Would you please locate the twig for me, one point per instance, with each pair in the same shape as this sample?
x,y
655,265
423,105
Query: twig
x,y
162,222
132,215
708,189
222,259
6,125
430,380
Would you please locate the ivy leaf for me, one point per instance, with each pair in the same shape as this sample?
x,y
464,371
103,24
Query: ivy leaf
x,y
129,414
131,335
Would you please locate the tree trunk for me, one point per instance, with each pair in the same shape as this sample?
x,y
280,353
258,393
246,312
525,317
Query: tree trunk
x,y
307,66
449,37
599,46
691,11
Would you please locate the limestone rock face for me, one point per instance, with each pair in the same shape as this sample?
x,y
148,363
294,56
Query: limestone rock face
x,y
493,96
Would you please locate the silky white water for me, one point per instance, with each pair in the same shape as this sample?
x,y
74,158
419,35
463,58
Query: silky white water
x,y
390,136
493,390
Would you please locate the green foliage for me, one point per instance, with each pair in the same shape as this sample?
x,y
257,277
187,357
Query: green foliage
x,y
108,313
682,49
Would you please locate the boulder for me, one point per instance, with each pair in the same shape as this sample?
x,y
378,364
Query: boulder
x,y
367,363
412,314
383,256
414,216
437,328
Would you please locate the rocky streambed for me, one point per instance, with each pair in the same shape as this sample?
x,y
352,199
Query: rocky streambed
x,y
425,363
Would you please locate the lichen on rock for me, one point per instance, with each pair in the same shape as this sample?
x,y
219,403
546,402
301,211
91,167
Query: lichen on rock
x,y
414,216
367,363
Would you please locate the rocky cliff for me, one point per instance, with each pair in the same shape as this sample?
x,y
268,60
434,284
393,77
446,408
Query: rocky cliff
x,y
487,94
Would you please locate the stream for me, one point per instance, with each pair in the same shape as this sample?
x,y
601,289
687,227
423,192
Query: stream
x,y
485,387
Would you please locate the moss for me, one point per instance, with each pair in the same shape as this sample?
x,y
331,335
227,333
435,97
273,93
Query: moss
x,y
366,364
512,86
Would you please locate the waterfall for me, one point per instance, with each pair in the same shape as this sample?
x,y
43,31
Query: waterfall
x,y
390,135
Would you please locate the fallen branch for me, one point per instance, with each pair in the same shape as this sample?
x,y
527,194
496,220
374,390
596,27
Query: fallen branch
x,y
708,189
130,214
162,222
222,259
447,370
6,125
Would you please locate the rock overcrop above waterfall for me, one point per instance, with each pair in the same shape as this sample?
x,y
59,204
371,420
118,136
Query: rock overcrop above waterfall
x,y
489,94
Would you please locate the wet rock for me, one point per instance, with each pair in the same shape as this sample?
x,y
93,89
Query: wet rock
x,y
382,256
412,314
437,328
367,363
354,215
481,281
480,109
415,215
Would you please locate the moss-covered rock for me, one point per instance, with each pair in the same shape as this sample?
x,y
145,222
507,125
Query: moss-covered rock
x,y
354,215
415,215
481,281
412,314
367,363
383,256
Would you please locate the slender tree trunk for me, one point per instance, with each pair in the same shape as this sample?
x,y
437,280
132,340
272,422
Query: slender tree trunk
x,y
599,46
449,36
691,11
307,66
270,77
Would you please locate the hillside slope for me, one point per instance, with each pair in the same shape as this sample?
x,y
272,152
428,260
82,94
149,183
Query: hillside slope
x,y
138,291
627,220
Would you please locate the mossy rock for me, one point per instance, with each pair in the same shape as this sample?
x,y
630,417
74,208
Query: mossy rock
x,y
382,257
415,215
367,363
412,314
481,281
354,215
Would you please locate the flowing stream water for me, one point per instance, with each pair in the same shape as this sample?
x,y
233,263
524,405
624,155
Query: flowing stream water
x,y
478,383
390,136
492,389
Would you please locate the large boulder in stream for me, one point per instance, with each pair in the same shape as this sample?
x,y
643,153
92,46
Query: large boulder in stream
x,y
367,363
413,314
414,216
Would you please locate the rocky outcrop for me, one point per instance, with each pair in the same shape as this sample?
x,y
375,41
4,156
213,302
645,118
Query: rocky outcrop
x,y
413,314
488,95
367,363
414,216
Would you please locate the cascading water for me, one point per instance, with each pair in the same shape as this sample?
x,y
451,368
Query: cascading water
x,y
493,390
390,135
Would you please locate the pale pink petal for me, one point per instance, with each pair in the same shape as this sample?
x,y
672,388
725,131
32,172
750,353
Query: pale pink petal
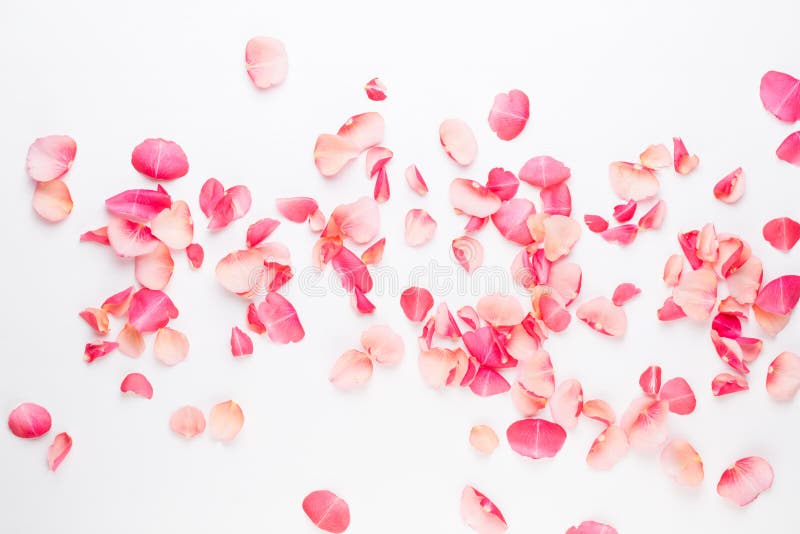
x,y
509,114
420,227
137,384
416,303
656,157
50,157
472,198
327,511
458,141
745,480
52,201
608,448
544,171
602,315
188,422
780,94
483,439
632,181
171,347
480,513
29,420
730,188
783,376
266,61
375,90
536,438
645,423
225,420
789,149
415,180
160,159
58,450
682,463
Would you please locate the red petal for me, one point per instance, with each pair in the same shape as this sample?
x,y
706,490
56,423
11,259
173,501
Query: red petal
x,y
780,94
509,114
327,511
458,141
745,480
160,159
536,438
29,420
50,157
266,61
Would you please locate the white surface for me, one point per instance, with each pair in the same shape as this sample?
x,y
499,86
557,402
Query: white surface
x,y
605,80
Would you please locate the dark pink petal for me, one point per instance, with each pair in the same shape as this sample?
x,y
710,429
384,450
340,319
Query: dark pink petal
x,y
782,233
783,376
481,514
536,438
509,114
458,141
678,395
745,480
327,511
29,420
50,157
780,94
280,319
624,292
544,171
266,61
58,450
683,162
160,159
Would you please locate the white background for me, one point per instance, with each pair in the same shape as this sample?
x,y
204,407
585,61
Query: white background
x,y
605,79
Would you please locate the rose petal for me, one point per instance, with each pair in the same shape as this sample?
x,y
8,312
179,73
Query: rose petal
x,y
458,141
266,61
50,157
327,511
745,480
29,420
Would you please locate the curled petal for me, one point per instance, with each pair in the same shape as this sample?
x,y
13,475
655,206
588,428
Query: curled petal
x,y
745,480
266,61
225,420
187,421
682,463
458,141
160,159
52,201
29,420
50,157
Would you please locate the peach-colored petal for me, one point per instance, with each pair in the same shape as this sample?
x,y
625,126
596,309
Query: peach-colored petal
x,y
266,61
745,480
632,181
225,420
29,420
608,448
58,450
52,201
509,114
483,439
682,463
645,423
602,315
160,159
480,513
458,141
327,511
188,422
783,376
50,157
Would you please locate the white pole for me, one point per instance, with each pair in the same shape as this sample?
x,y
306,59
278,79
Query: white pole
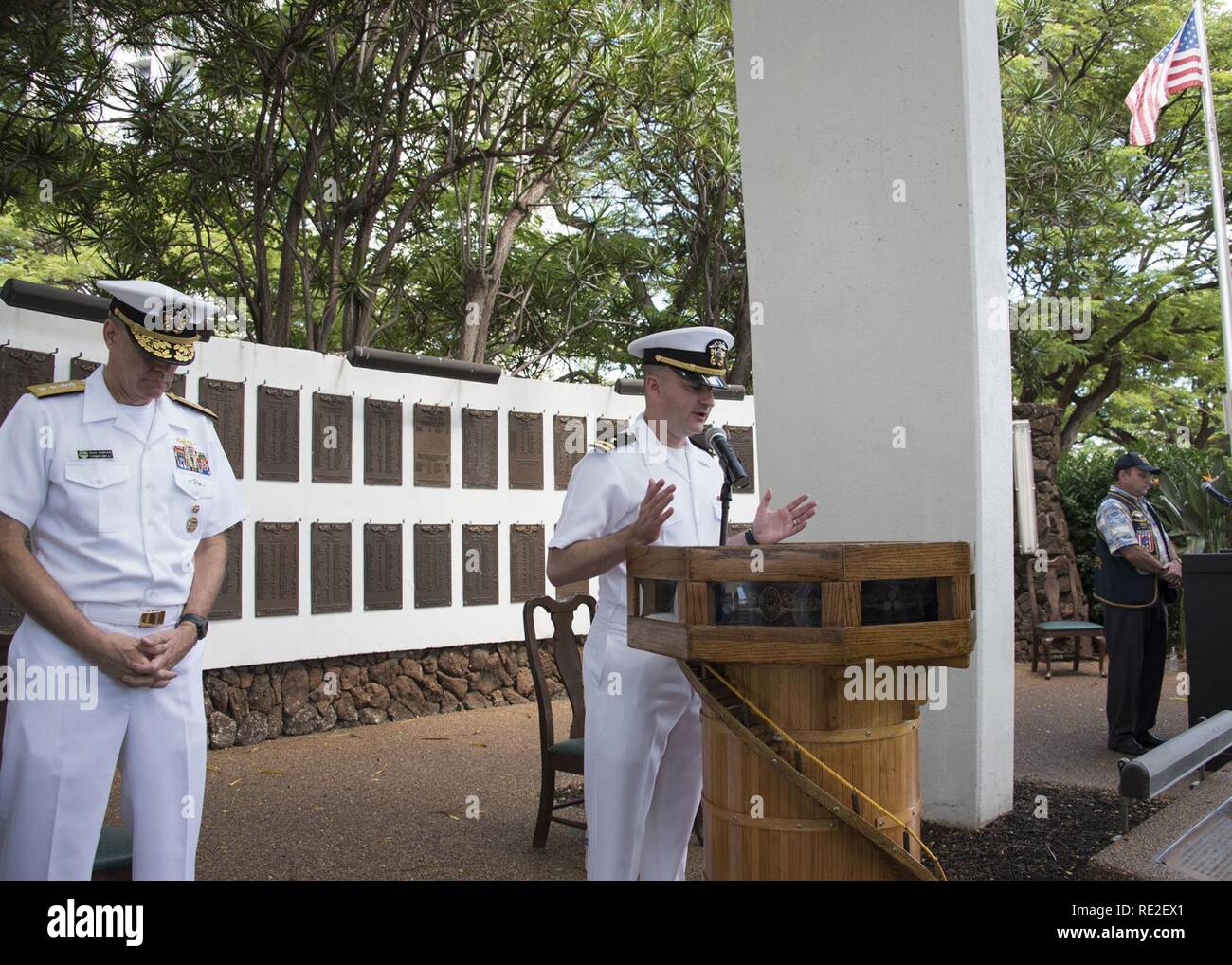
x,y
1221,228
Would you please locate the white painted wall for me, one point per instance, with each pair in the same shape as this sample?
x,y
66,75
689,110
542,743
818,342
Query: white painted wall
x,y
274,639
875,313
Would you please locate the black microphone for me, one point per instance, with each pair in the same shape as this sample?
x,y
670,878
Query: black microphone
x,y
732,467
1208,488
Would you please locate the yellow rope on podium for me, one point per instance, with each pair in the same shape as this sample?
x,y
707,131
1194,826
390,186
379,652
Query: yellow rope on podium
x,y
829,771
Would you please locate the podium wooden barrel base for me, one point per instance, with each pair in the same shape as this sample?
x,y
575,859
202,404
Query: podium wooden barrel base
x,y
762,826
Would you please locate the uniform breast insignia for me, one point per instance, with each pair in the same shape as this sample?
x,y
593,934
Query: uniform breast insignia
x,y
192,406
700,442
191,459
45,390
624,439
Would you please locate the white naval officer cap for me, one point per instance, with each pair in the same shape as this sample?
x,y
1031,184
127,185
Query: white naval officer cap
x,y
698,353
164,323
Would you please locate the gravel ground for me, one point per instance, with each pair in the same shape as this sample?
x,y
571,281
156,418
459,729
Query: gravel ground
x,y
1025,847
454,796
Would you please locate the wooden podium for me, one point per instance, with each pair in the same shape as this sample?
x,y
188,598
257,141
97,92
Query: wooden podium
x,y
812,662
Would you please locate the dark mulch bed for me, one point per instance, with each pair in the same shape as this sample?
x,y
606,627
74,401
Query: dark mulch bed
x,y
1022,847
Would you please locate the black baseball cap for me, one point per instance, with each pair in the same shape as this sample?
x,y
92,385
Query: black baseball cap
x,y
1133,461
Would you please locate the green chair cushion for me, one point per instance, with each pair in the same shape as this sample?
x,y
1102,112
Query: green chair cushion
x,y
567,748
115,849
1068,627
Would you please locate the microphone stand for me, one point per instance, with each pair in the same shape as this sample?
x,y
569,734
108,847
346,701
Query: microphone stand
x,y
726,497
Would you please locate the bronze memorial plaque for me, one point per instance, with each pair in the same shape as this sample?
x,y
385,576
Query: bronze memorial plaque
x,y
331,438
331,567
382,443
568,446
10,612
525,450
432,442
479,448
228,606
278,434
480,566
526,562
19,369
382,566
608,430
226,399
278,569
740,436
432,587
82,368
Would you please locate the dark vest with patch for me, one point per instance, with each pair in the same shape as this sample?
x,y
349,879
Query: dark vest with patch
x,y
1116,581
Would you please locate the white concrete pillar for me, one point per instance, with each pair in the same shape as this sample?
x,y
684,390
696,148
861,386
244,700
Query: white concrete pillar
x,y
875,216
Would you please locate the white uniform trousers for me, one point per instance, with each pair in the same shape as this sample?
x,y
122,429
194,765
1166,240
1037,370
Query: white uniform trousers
x,y
60,760
642,756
+===+
(What to work on):
The lines of the data, from the first through the one containing "Would you please locate the rocky streambed", are to be transcribed exactly.

(Answer space):
Would you please locate the twig for me, one point per instance, with each pair in the same shape as this sample?
x,y
655,265
423,105
Query: twig
x,y
162,222
132,215
708,189
222,259
6,125
430,380
Would you please locate the ivy leaf for me, one point per instance, with each pair in the same shape as this sample?
x,y
464,371
103,24
Query: ivy leaf
x,y
129,414
131,335
Would you please locate the tree trunk for me, one point per instance, with each pair in the same shape as this sample?
x,y
280,353
258,393
246,312
525,317
Query: tree trunk
x,y
307,66
449,37
599,46
691,11
Would you please locate the limestone rock face for me, one point per instance, with each pair in the same shape as this sample?
x,y
148,363
294,56
Query: limestone rock face
x,y
493,96
Would you please locate the silky white water for me, one point per instance, with each pair in the same shape as this sample?
x,y
74,158
419,35
463,58
Query: silky white water
x,y
390,136
493,390
Would you please locate the green foliage for me, one point per instance, with each pair in the same shape as this sample?
x,y
257,277
187,357
Query: green foliage
x,y
108,313
682,49
Would you please locate the boulder for me, one point per instance, with each pair in the same shape as this sample?
x,y
378,364
Query: boulder
x,y
367,363
412,314
383,256
414,216
437,328
Would you please locate the rocky streambed for me, one point per instance, with each pair in the same shape as this sample?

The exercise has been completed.